(Items from a data source)
________________________________________

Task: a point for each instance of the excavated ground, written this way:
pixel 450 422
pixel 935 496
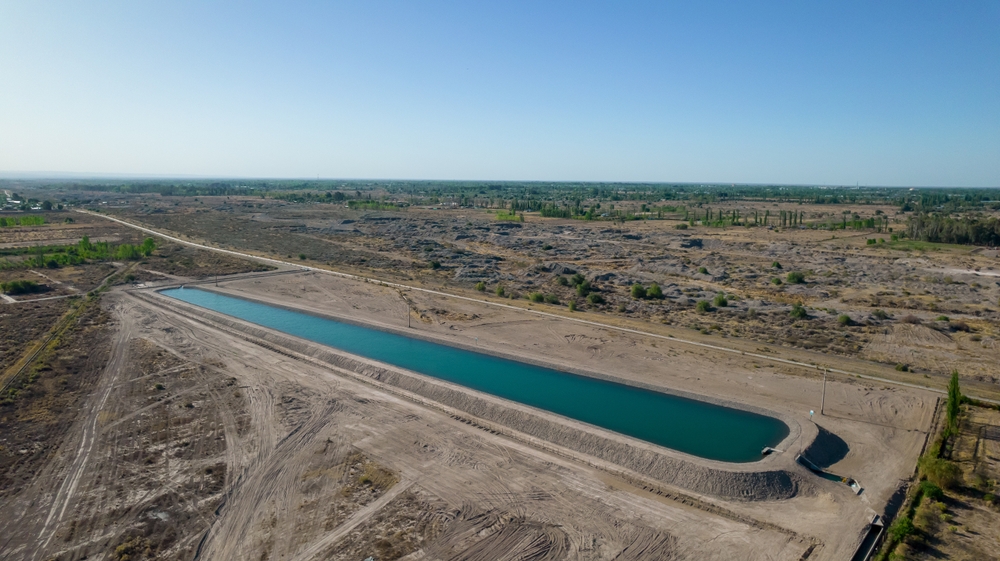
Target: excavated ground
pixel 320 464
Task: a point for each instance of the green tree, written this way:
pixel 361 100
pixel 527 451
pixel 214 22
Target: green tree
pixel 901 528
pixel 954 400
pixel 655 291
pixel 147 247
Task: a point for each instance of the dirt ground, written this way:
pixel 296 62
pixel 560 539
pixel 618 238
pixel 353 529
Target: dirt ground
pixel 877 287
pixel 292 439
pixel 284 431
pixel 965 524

________________________________________

■ **What this task involves**: Set every record down verbatim. No pictures belong in the copy.

■ **Solution to this problem**:
Task: a point for each instance of the excavated ground, written this way:
pixel 450 422
pixel 935 496
Target: excavated ground
pixel 320 464
Task: a point for each instance of the green tree, written this way:
pixel 361 100
pixel 527 451
pixel 214 22
Target: green tree
pixel 901 528
pixel 954 400
pixel 655 291
pixel 147 247
Task: a point for each instance of the dirt ground, written this way:
pixel 296 62
pixel 560 539
pixel 618 238
pixel 353 529
Target: dirt ground
pixel 877 287
pixel 292 439
pixel 284 431
pixel 965 524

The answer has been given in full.